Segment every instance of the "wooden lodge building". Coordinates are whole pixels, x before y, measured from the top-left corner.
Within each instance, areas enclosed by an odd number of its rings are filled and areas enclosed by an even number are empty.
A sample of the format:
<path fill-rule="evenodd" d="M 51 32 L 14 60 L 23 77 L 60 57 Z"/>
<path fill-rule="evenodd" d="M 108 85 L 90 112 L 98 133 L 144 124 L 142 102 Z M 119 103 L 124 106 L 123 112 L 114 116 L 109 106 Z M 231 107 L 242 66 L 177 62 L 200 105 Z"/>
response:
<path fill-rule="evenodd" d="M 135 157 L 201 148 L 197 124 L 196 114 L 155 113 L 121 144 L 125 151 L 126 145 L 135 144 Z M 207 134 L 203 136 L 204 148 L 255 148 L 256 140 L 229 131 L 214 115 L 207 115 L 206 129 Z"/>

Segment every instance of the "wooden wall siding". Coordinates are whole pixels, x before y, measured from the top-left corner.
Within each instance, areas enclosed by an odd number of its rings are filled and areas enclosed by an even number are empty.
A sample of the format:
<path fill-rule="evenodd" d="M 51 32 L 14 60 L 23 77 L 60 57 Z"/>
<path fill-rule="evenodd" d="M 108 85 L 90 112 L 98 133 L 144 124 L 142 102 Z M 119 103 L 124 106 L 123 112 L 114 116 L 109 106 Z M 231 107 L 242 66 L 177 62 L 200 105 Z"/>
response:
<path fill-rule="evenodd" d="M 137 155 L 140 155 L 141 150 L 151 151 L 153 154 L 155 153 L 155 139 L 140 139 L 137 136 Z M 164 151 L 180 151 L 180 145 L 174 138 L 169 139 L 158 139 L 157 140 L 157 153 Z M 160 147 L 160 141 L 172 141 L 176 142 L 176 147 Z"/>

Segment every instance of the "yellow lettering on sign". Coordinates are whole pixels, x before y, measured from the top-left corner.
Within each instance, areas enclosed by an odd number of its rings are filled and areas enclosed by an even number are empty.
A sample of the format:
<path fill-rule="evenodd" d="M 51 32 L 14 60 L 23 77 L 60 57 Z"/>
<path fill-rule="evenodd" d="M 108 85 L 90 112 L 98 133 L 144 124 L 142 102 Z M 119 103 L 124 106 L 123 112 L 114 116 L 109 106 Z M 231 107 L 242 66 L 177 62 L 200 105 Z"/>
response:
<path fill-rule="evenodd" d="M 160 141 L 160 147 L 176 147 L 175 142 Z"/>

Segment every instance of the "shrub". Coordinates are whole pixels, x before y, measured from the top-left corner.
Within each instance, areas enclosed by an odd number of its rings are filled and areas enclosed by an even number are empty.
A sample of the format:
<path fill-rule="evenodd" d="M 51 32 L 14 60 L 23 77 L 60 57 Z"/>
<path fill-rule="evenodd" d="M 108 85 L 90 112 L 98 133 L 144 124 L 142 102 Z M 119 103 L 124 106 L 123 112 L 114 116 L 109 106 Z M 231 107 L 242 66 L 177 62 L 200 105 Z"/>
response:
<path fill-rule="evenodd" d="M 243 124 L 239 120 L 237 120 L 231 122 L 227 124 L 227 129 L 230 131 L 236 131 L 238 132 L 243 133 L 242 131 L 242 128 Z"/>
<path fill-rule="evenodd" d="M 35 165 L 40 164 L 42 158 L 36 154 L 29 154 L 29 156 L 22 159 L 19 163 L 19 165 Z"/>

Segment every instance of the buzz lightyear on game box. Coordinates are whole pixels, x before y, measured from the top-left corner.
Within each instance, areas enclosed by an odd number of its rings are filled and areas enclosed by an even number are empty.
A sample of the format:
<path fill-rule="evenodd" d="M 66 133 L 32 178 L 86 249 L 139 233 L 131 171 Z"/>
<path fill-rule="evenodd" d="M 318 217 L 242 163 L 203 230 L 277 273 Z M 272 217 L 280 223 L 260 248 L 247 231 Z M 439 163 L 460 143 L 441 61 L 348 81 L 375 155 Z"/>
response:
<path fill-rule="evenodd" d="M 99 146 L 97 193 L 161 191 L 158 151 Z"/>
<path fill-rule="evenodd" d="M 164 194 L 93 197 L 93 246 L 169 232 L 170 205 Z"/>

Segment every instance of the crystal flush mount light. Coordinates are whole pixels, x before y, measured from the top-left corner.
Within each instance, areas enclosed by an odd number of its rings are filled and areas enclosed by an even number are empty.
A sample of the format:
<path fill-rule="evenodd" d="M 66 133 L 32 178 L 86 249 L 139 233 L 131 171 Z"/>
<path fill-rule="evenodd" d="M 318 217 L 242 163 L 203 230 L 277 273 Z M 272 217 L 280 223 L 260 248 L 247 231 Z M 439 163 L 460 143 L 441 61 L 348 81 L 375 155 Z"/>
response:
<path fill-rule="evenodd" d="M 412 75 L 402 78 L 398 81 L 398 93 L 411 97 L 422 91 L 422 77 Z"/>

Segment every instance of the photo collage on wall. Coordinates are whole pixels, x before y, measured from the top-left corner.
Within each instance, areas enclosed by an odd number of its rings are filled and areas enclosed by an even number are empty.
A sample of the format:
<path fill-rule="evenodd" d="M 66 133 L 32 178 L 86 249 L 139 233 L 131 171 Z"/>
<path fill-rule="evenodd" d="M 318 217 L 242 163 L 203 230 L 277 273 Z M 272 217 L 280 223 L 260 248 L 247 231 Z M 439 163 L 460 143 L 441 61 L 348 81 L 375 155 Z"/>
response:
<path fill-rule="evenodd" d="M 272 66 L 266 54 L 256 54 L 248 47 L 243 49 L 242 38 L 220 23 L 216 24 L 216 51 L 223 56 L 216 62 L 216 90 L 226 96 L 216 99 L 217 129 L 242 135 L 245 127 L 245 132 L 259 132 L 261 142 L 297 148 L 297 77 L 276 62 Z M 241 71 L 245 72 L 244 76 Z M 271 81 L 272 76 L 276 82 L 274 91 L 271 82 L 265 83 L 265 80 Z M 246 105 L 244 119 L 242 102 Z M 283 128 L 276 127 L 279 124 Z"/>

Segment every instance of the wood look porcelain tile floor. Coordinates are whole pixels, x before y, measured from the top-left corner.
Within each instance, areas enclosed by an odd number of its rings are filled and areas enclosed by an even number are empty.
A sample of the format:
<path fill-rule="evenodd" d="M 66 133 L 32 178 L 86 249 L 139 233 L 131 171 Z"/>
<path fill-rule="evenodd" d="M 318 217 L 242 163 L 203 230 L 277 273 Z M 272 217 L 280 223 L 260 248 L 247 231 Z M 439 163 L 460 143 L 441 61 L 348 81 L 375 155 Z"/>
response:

Set exercise: Set down all of the data above again, word for word, keeping every line in its original order.

Solution for this problem:
Segment every instance of the "wooden lodge building". Coordinates are whole pixels, x before y, measured from the top-left corner.
Within each instance, areas enclosed by an odd number of its rings are filled and areas enclosed by an even number are empty.
A sample of the format:
<path fill-rule="evenodd" d="M 51 32 L 14 60 L 23 77 L 60 57 Z"/>
<path fill-rule="evenodd" d="M 108 85 L 90 112 L 98 133 L 144 124 L 142 102 Z M 119 103 L 124 106 L 123 112 L 114 116 L 109 106 Z M 231 107 L 242 66 L 177 62 L 200 105 Z"/>
response:
<path fill-rule="evenodd" d="M 135 157 L 201 148 L 197 124 L 196 114 L 155 113 L 121 144 L 125 151 L 126 145 L 135 144 Z M 207 134 L 203 136 L 204 148 L 255 148 L 256 140 L 229 131 L 214 115 L 207 115 L 206 129 Z"/>

Segment every instance of the "wooden wall siding". Coordinates are whole pixels, x before y, measured from the top-left corner.
Within each instance, areas enclosed by an odd number of its rings are filled and areas enclosed by an even number are empty.
A sample of the format:
<path fill-rule="evenodd" d="M 51 32 L 14 60 L 23 77 L 60 57 Z"/>
<path fill-rule="evenodd" d="M 108 85 L 90 112 L 98 133 L 144 124 L 142 102 Z M 119 103 L 124 106 L 123 112 L 114 116 L 109 106 Z M 231 107 L 242 66 L 177 62 L 200 105 Z"/>
response:
<path fill-rule="evenodd" d="M 137 155 L 140 155 L 141 150 L 151 151 L 153 154 L 155 153 L 155 139 L 140 139 L 137 136 Z M 164 151 L 180 151 L 180 145 L 174 138 L 169 139 L 158 139 L 157 140 L 157 153 Z M 160 147 L 160 141 L 172 141 L 176 142 L 176 147 Z"/>

Segment every instance of the "yellow lettering on sign". Coordinates are whole pixels, x before y, measured from the top-left corner.
Within each instance, areas enclosed by an odd number of its rings are filled and areas enclosed by an even number are empty.
A sample of the format:
<path fill-rule="evenodd" d="M 51 32 L 14 60 L 23 77 L 60 57 Z"/>
<path fill-rule="evenodd" d="M 108 85 L 90 112 L 98 133 L 144 124 L 142 102 Z M 119 103 L 124 106 L 123 112 L 114 116 L 109 106 Z M 231 107 L 242 66 L 177 62 L 200 105 Z"/>
response:
<path fill-rule="evenodd" d="M 160 141 L 160 147 L 176 147 L 175 142 Z"/>

Segment every instance of the "shrub". Coordinates are whole pixels, x before y, measured from the top-left corner.
Within each instance, areas enclosed by an odd number of its rings are filled and areas enclosed by an even number are empty.
A sample of the format:
<path fill-rule="evenodd" d="M 51 32 L 14 60 L 23 77 L 60 57 Z"/>
<path fill-rule="evenodd" d="M 108 85 L 90 112 L 98 133 L 144 124 L 142 102 Z M 119 103 L 124 106 L 123 112 L 114 116 L 109 106 Z M 231 107 L 242 66 L 177 62 L 200 105 Z"/>
response:
<path fill-rule="evenodd" d="M 243 124 L 239 120 L 237 120 L 231 122 L 227 124 L 227 129 L 230 131 L 236 131 L 238 132 L 243 133 L 242 131 L 242 128 Z"/>
<path fill-rule="evenodd" d="M 35 165 L 40 164 L 42 158 L 36 154 L 29 154 L 29 156 L 22 159 L 19 163 L 19 165 Z"/>

Segment every instance of the buzz lightyear on game box. Coordinates are whole pixels, x before y, measured from the top-left corner.
Within each instance, areas enclosed by an odd number of its rings are filled and areas enclosed by an even number are empty.
A sample of the format:
<path fill-rule="evenodd" d="M 66 133 L 32 178 L 86 249 L 139 233 L 131 171 Z"/>
<path fill-rule="evenodd" d="M 318 217 L 242 163 L 203 230 L 277 273 Z M 272 217 L 280 223 L 260 248 L 247 231 Z M 439 163 L 460 143 L 441 61 L 348 81 L 375 155 Z"/>
response:
<path fill-rule="evenodd" d="M 99 146 L 97 193 L 161 191 L 158 151 Z"/>
<path fill-rule="evenodd" d="M 164 194 L 93 197 L 93 246 L 169 232 L 170 205 Z"/>

Segment every instance of the crystal flush mount light. Coordinates are whole pixels, x before y, measured from the top-left corner.
Within each instance, areas enclosed by an odd number of its rings are filled and areas enclosed by an even number are empty.
A sample of the format:
<path fill-rule="evenodd" d="M 66 133 L 32 178 L 86 249 L 139 233 L 131 171 Z"/>
<path fill-rule="evenodd" d="M 318 217 L 242 163 L 203 230 L 277 273 Z M 272 217 L 280 223 L 260 248 L 247 231 Z M 439 163 L 460 143 L 441 61 L 348 81 L 375 155 Z"/>
response:
<path fill-rule="evenodd" d="M 412 75 L 402 78 L 398 81 L 398 93 L 411 97 L 422 91 L 422 77 Z"/>

Segment every instance of the photo collage on wall. Coordinates are whole pixels, x before y, measured from the top-left corner.
Within each instance, areas enclosed by an odd number of its rings are filled and areas enclosed by an even number are empty.
A sample of the format:
<path fill-rule="evenodd" d="M 66 133 L 32 178 L 86 249 L 139 233 L 131 171 Z"/>
<path fill-rule="evenodd" d="M 318 217 L 242 163 L 203 230 L 277 273 Z M 272 217 L 280 223 L 260 248 L 247 231 Z M 439 163 L 460 143 L 441 61 L 348 81 L 375 155 Z"/>
response:
<path fill-rule="evenodd" d="M 272 66 L 266 54 L 256 54 L 248 47 L 243 49 L 242 38 L 220 23 L 216 24 L 216 51 L 223 56 L 216 62 L 216 90 L 226 96 L 216 99 L 217 129 L 242 135 L 245 127 L 245 132 L 259 132 L 261 142 L 297 148 L 297 77 L 276 62 Z M 241 71 L 245 72 L 244 76 Z M 271 81 L 272 76 L 276 82 L 274 91 L 271 82 L 265 83 L 265 80 Z M 246 105 L 244 119 L 242 102 Z M 283 128 L 276 127 L 279 124 Z"/>

Segment every instance of the wood look porcelain tile floor. Coordinates are whole pixels, x before y, measured from the top-left corner.
Within each instance, areas enclosed by an odd number of its rings are filled and areas enclosed by an even number are empty.
A sample of the format:
<path fill-rule="evenodd" d="M 66 133 L 32 178 L 86 249 L 139 233 L 131 171 Z"/>
<path fill-rule="evenodd" d="M 318 217 L 242 163 L 203 230 L 277 273 Z M 272 217 L 280 223 L 260 248 L 247 231 Z M 439 163 L 460 143 L 441 61 L 348 81 L 375 155 Z"/>
response:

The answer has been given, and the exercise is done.